What the exercise asks — Once you have located the line containing "Please examine the image and tell me: where is the hay" in the material below, return it exactly along with each line after it through the line containing "Please examine the image and tell me: where is the blue".

»»

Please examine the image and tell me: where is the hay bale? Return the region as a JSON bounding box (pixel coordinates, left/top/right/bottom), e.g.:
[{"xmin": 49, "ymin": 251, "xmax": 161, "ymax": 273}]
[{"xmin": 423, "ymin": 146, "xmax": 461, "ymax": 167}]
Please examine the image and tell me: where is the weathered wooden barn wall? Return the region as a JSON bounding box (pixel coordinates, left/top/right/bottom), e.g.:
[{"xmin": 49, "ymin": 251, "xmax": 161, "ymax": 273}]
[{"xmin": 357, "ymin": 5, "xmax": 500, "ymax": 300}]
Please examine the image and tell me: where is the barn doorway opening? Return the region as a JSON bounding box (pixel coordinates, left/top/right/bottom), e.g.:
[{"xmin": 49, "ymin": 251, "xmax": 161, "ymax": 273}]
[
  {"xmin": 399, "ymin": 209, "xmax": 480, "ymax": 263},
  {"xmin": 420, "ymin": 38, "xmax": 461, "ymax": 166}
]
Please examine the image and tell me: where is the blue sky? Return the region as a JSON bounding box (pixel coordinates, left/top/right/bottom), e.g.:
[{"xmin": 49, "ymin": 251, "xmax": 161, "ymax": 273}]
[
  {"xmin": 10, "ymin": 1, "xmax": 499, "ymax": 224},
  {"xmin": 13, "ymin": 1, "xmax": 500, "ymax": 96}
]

««
»»

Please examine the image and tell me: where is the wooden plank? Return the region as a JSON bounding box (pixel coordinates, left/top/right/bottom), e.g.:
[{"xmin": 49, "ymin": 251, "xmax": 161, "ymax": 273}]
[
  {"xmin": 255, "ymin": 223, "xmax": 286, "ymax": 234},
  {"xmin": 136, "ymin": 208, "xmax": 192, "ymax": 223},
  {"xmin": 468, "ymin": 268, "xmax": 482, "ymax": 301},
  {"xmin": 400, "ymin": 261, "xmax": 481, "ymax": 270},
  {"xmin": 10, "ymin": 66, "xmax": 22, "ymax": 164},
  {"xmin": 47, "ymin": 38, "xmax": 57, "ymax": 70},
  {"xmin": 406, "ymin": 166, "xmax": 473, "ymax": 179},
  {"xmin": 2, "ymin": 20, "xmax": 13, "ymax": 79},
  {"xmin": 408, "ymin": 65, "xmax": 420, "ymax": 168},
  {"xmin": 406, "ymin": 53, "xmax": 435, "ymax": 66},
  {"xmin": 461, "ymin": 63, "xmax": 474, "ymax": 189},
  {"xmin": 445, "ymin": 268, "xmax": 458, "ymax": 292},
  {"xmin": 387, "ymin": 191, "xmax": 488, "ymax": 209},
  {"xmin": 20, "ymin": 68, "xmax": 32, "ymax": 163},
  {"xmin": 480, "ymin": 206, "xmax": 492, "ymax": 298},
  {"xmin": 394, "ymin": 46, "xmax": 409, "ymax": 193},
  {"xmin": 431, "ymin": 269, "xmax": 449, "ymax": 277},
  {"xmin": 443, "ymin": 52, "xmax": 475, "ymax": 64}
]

««
»»

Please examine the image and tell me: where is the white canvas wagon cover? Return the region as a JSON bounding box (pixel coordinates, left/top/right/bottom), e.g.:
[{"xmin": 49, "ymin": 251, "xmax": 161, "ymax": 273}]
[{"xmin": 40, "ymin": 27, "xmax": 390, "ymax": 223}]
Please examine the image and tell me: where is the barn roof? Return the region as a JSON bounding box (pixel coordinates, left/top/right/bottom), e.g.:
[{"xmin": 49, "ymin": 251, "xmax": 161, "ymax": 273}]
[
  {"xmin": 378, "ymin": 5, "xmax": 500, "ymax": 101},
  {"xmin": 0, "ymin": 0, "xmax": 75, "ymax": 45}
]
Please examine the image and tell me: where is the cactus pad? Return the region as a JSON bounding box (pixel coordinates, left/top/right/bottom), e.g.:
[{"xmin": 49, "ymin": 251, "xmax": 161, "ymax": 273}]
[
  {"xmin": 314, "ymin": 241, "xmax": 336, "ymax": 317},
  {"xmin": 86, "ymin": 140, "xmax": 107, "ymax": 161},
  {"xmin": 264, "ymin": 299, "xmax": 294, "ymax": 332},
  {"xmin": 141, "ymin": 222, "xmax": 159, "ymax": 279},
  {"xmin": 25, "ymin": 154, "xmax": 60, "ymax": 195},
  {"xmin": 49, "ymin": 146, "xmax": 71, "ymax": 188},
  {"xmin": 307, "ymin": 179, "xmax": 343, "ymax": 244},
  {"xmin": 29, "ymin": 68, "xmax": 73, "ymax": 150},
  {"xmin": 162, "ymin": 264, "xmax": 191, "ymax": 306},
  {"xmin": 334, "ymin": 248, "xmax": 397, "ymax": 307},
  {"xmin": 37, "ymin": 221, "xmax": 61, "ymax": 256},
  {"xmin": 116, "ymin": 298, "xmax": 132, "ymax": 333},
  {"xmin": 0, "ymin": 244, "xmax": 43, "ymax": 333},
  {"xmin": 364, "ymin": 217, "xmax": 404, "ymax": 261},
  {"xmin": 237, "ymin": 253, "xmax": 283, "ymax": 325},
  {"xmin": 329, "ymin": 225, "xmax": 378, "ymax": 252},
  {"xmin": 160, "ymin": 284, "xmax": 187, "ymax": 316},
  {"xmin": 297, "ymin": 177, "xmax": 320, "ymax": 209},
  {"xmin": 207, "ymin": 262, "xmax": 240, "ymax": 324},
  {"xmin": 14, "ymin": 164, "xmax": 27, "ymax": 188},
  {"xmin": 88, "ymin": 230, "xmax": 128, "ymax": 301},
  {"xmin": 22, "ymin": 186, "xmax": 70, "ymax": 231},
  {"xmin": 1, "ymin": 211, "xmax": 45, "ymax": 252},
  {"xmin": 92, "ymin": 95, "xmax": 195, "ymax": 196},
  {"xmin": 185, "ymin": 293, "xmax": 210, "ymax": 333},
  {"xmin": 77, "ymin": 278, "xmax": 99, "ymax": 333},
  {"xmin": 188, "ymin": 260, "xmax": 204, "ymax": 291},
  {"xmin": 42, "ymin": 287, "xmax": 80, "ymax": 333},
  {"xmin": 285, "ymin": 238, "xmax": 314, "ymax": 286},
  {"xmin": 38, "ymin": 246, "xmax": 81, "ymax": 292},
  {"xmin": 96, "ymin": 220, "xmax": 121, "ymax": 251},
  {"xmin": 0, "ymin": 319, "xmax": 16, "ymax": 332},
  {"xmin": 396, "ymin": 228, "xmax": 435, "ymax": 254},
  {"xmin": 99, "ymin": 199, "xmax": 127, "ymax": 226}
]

««

Task output —
Please examine the image and tell me: where is the hay bale? Return the region as a JSON bounding box (pixel coordinates, left/top/right/bottom), e.g.:
[{"xmin": 49, "ymin": 251, "xmax": 161, "ymax": 273}]
[{"xmin": 423, "ymin": 146, "xmax": 461, "ymax": 167}]
Please examine the image and tell me: where is the weathered wooden barn wall? Return the region as a JSON bounding box (pixel coordinates, left/top/right/bottom), e.g.:
[{"xmin": 49, "ymin": 251, "xmax": 161, "ymax": 273}]
[{"xmin": 357, "ymin": 5, "xmax": 500, "ymax": 300}]
Please examine the image and tell me: where is the barn doorway opening? Return the region as a JSON bounding box (pixel coordinates, left/top/right/bottom), e.g.:
[{"xmin": 49, "ymin": 251, "xmax": 161, "ymax": 273}]
[
  {"xmin": 399, "ymin": 209, "xmax": 480, "ymax": 263},
  {"xmin": 420, "ymin": 38, "xmax": 461, "ymax": 166}
]
Please examine the image and tell me: where is the blue sky? Return the region as a JSON bounding box (pixel coordinates, left/top/right/bottom), e.g.:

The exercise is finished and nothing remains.